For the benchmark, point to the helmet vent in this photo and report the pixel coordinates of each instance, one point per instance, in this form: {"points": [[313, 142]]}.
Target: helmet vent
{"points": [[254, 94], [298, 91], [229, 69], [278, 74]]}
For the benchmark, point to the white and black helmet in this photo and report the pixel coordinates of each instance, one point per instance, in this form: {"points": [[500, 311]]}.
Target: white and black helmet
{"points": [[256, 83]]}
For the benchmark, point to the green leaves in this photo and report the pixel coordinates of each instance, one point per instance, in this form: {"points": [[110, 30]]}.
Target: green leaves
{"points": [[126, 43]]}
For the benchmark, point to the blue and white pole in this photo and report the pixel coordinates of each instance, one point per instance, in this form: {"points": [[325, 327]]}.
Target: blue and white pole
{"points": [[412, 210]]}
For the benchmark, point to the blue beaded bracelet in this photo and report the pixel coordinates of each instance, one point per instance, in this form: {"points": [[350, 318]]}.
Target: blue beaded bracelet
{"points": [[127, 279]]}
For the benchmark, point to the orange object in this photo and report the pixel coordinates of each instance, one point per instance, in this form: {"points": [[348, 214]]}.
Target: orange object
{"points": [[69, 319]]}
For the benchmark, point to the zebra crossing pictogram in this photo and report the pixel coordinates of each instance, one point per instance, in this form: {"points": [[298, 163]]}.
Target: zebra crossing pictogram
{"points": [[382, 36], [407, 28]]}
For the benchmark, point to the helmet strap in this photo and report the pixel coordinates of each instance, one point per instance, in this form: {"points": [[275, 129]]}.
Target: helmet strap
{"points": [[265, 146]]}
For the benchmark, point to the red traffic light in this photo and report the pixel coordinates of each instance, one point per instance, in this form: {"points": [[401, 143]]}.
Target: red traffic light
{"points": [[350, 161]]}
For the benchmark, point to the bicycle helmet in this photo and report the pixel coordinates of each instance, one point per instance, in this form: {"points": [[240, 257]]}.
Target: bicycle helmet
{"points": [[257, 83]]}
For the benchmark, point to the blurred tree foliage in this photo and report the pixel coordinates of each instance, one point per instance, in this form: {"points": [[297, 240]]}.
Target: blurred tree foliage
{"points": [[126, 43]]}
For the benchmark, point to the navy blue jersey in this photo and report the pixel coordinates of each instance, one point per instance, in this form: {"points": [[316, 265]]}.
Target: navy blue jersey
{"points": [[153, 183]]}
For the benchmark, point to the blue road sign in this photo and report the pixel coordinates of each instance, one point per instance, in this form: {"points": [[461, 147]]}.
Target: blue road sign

::::::::

• _WHAT IS REQUIRED_
Turn every line of the records above into a Markdown table with columns No. and Line, one numbered row per line. Leave out blank lines.

• _RIGHT ANSWER_
| No. | Line |
|---|---|
| 1 | For the benchmark, point to the helmet vent in this photo and report the pixel coordinates of each instance, one point per instance, in this form: {"points": [[313, 142]]}. |
| 2 | Target: helmet vent |
| 3 | {"points": [[254, 94], [298, 91], [229, 69], [278, 74]]} |
| 4 | For the benchmark, point to the white and black helmet in this photo and report the pixel coordinates of each instance, one point per instance, in this form: {"points": [[500, 311]]}. |
| 5 | Target: white and black helmet |
| 6 | {"points": [[256, 83]]} |
| 7 | For the benchmark, point to the green leaves in this photo and report the pixel coordinates of each instance, one point per instance, in this form: {"points": [[110, 30]]}. |
| 8 | Target: green leaves |
| 9 | {"points": [[126, 43]]} |
| 10 | For the benchmark, point to the blue and white pole in this photo and report the pixel coordinates of each instance, one point per instance, in this form: {"points": [[325, 327]]}. |
| 11 | Target: blue and white pole |
| 12 | {"points": [[412, 210]]} |
| 13 | For the benchmark, point to the blue beaded bracelet in this photo and report the pixel coordinates of each instance, one point per instance, in this form: {"points": [[350, 318]]}. |
| 14 | Target: blue beaded bracelet |
| 15 | {"points": [[127, 279]]} |
| 16 | For the benchmark, point to the orange object in this photo and report the pixel coordinates of each instance, one point per instance, in this form: {"points": [[348, 214]]}. |
| 17 | Target: orange object |
| 18 | {"points": [[69, 319]]} |
| 19 | For the benchmark, point to the zebra crossing pictogram in this photo and report the pixel coordinates of each instance, one point per instance, in this form: {"points": [[298, 163]]}. |
| 20 | Target: zebra crossing pictogram |
| 21 | {"points": [[382, 36], [407, 28]]} |
| 22 | For the benchmark, point to the helmet strap in this photo and report the pixel coordinates of each instance, one point per instance, in this form: {"points": [[275, 129]]}. |
| 23 | Target: helmet strap |
| 24 | {"points": [[265, 146]]} |
| 25 | For the benchmark, point to the red traffic light in this photo and report the pixel coordinates of each instance, one point per instance, in this form: {"points": [[401, 143]]}. |
| 26 | Target: red traffic light |
| 27 | {"points": [[350, 161]]} |
| 28 | For the benchmark, point to the bicycle helmet in this photo and report the pixel coordinates of each instance, one point per instance, in this form: {"points": [[240, 257]]}. |
| 29 | Target: bicycle helmet |
| 30 | {"points": [[257, 83]]} |
| 31 | For the benchmark, point to the blurred tree foliage in this photo and report the pixel coordinates of each instance, one point per instance, in this form: {"points": [[297, 240]]}. |
| 32 | Target: blurred tree foliage |
| 33 | {"points": [[126, 43]]} |
| 34 | For the benchmark, point to the navy blue jersey in this photo and report the pixel coordinates of each instance, one point per instance, in this form: {"points": [[316, 265]]}. |
| 35 | Target: navy blue jersey |
| 36 | {"points": [[153, 183]]} |
| 37 | For the benchmark, point to the blue road sign in this photo and report the pixel coordinates of each instance, one point per instance, in this form: {"points": [[461, 147]]}. |
| 38 | Target: blue road sign |